▶ _Yang Perlu Dikerjakan_:
Tolong teruskan petikan dokumen tentang gaya hidup sederhana para petinggi di bawah ini, dimulai sesudah kalimat terakhirnya.

▶ _Petikan Dokumen_:
────────

Legitimasi Jokowi menyampaikan pentingnya para petinggi kepolisian bergaya hidup sederhana terkesan sedemikian kuat, bukan semata-mata kedudukan dan kuasanya saat ini sebagai presiden, akan tetapi memang sosok kepribadiannya yang bersahaja dan bahkan berasal dari rakyat biasa yang menjalani kehidupan hingga posisinya sekarang sebagai RI-1.

Namun, pernyataan presiden tentang gaya hidup sederhana itu penting juga kiranya diunduh oleh para elite atau petinggi lainnya karena eksistensi mereka yang memang tidak lepas dari rakyat. Dari rakyatlah mereka berada. Tanpa rakyat, mereka juga tak menempati posisi pentingnya sekarang. Dengan atas nama rakyat pula, mereka dalam berbagai posisi saat ini beroleh legitimasi sebagai pemimpin.

Oleh karenanya, hadir di tengah rakyat dalam kesederhanaan yang autentik akan lebih diterima ketimbang secara instan bersusah payah memoles diri menjadi sosok sederhana agar dianggap dekat rakyat.

Jikalau tak hendak muluk-muluk memahami pengertian ilmiah kebahasaan tentang "sederhana", negeri ini mempunyai segudang taburan sosok teladan tentang itu. Tinggal kemauan siapa saja untuk belajar dan berproses dengan tekun menggali usaha mengunduh nilai dan makna kesederhanaan itu menjadi habitus.

────────

▶ _Entri yang Diberikan_:
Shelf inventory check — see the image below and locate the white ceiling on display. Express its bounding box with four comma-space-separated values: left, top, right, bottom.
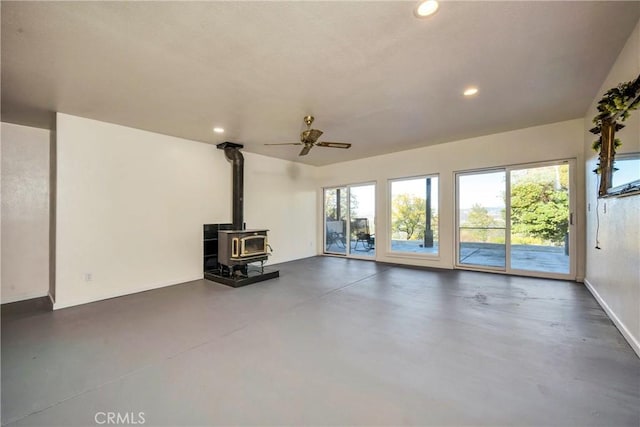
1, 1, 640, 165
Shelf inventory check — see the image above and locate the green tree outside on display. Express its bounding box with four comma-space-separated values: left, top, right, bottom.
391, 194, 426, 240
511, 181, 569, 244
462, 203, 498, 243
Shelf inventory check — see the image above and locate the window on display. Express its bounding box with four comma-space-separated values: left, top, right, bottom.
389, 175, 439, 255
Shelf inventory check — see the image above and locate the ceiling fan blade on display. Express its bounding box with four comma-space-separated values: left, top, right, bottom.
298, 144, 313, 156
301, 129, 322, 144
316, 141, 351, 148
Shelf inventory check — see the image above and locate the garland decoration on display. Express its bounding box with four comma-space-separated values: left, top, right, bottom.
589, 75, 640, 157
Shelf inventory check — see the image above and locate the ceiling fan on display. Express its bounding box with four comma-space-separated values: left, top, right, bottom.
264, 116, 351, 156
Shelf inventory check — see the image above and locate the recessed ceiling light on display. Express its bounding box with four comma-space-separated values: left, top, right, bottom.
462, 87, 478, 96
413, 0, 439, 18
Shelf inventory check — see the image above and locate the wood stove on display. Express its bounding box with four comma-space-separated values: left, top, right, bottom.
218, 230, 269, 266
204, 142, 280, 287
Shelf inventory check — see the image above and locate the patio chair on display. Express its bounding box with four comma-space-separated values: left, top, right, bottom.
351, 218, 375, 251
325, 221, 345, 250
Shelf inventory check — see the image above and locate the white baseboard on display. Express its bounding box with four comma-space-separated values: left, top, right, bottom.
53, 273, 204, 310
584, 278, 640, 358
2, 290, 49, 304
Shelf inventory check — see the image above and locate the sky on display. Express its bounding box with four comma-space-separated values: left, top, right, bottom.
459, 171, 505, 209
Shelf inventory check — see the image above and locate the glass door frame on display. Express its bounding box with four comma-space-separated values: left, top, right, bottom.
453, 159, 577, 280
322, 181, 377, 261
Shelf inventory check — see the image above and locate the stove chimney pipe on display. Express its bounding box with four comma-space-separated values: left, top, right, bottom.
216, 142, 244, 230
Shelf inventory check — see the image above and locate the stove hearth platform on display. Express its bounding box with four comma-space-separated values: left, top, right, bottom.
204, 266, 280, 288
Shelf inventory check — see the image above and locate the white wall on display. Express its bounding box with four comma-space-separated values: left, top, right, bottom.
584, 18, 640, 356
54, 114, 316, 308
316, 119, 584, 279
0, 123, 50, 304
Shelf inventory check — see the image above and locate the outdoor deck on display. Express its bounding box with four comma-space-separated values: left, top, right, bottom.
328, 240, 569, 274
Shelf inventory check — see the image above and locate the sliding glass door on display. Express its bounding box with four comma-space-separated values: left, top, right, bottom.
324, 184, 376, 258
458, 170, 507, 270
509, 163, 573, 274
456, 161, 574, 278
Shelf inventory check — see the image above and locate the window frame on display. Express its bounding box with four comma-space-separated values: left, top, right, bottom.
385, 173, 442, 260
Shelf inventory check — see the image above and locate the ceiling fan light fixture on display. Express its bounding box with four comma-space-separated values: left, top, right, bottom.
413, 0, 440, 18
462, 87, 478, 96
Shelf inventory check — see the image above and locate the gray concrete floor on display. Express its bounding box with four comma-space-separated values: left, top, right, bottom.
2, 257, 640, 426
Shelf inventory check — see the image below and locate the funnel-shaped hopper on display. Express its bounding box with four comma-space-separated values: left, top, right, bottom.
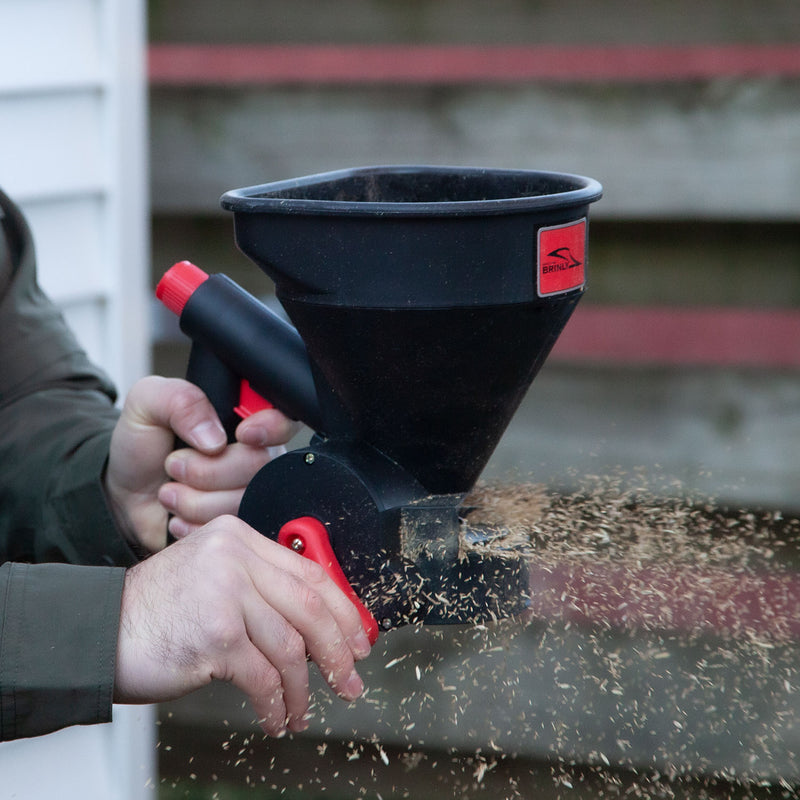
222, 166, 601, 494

────────

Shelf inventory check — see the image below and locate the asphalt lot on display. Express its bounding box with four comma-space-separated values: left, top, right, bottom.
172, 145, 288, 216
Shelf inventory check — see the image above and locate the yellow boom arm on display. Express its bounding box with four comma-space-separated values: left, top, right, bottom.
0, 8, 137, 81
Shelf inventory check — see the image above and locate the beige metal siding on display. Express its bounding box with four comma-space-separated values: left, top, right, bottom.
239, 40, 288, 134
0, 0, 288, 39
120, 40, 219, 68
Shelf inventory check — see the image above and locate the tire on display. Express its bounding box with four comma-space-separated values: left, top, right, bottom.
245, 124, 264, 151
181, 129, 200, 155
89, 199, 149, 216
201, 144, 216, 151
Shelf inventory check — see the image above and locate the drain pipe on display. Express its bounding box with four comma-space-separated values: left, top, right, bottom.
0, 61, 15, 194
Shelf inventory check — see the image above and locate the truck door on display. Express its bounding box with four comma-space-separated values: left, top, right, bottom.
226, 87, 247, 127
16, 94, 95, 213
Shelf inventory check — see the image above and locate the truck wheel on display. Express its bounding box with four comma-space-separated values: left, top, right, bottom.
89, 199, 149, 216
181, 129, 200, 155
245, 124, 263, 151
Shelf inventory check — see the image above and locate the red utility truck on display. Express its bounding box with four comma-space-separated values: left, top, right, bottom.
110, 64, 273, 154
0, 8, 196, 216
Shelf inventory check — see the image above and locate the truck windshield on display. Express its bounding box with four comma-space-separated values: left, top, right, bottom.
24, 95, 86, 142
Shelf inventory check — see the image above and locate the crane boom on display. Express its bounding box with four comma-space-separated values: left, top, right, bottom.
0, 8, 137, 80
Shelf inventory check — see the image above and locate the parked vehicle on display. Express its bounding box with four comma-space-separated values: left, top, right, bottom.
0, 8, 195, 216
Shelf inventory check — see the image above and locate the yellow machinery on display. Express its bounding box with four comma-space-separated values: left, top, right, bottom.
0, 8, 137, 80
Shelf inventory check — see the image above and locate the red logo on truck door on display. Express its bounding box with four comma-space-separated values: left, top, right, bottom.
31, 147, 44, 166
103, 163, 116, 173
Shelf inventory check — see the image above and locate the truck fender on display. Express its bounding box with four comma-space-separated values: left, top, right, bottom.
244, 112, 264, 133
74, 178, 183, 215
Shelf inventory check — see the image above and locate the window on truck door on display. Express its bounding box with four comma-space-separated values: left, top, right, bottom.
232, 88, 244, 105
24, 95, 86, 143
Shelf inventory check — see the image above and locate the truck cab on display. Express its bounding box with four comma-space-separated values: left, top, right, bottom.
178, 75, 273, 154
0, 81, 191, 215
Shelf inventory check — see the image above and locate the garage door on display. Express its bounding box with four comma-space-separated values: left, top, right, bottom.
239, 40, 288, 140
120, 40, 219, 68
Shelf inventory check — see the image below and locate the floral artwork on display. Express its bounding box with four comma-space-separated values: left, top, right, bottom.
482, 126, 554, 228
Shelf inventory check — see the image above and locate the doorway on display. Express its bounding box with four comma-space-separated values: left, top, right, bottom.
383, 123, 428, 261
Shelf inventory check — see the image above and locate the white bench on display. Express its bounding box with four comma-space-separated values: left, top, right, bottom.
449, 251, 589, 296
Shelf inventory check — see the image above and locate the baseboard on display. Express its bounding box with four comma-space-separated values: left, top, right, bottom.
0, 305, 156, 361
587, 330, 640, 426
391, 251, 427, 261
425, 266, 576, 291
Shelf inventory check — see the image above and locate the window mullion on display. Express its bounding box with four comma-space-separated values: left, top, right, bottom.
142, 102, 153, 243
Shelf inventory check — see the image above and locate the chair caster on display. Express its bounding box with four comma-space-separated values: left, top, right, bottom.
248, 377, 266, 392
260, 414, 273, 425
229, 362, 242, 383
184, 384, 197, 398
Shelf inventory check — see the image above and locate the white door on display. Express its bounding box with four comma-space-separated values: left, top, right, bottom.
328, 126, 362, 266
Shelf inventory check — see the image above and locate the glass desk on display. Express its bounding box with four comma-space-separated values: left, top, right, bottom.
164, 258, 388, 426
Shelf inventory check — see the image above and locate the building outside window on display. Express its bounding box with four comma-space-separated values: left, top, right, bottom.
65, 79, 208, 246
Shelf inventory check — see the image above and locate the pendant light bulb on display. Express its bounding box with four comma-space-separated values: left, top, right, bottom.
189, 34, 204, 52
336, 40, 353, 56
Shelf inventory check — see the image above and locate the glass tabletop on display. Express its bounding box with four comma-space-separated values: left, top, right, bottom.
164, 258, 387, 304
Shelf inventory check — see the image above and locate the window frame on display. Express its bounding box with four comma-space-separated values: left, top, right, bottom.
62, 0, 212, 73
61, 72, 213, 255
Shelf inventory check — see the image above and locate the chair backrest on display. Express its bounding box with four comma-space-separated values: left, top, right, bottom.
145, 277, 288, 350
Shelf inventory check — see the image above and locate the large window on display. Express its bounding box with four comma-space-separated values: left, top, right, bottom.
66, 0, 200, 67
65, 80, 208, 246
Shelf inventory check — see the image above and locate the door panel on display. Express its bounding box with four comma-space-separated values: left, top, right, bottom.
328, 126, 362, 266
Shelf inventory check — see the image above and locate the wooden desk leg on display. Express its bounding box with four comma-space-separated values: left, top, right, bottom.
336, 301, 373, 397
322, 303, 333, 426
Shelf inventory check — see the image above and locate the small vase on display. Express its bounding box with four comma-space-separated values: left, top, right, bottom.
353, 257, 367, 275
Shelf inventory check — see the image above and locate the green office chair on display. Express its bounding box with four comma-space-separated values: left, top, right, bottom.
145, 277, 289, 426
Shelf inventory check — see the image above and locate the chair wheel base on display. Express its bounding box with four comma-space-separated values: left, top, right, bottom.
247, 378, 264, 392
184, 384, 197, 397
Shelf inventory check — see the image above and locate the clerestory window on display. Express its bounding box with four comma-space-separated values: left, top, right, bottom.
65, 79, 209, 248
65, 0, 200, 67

────────

▶ _Hasil Tugas_:
Sebut saja, di antara para sosok teladan kesederhanaan itu misalnya Mohammad Hatta (1902-1980), Hoegeng Imam Santoso (1921-2004), Kiai Haji Abdurrahman Wahid atau Gus Dur (1940-2009), dan Buya Ahmad Syafii Maarif (1935-2022).

Selain itu, bisa juga tentang petani sederhana bernama Marhaen yang dikisahkan Soekarno untuk memahami tentang kepemilikan dan jati diri sehingga hidup sederhana itu tak menjadi mahal, atau menggali secara reflektif tentang proses pendidikan generasi muda yang menjalani kehidupan sebagai santri di berbagai pondok pesantren, atau mereka lainnya yang melakukan "formatio" atau pembentukan diri melalui pendidikan di seminari.

Tentu, masih banyak tokoh teladan kesederhanaan ataupun jalan pembelajaran edukatif tentang nilai-nilai hidup sederhana yang tetap bisa digali di seantero negeri ini dari generasi ke generasi, termasuk di tataran lokal.

Sesungguhnya kemajuan perkembangan dunia teknologi informasi juga tak hendak mendorong manusia di jagat ini dibawa kepada kemewahan hidup, apalagi hidup secara hedonistik. Dunia maya memang ada yang menganggap sebagai ajang setiap orang menghadirkan eksistensialnya, yang mungkin mengesankan kemewahan.

Di kalangan spiritualis, rasanya memandang kemajuan teknologi informasi dalam wujud dunia maya dan media sosial justru untuk memperkuat martabat kemanusiaan yang di dalamnya nilai-nilai luhur hidup sederhana berada.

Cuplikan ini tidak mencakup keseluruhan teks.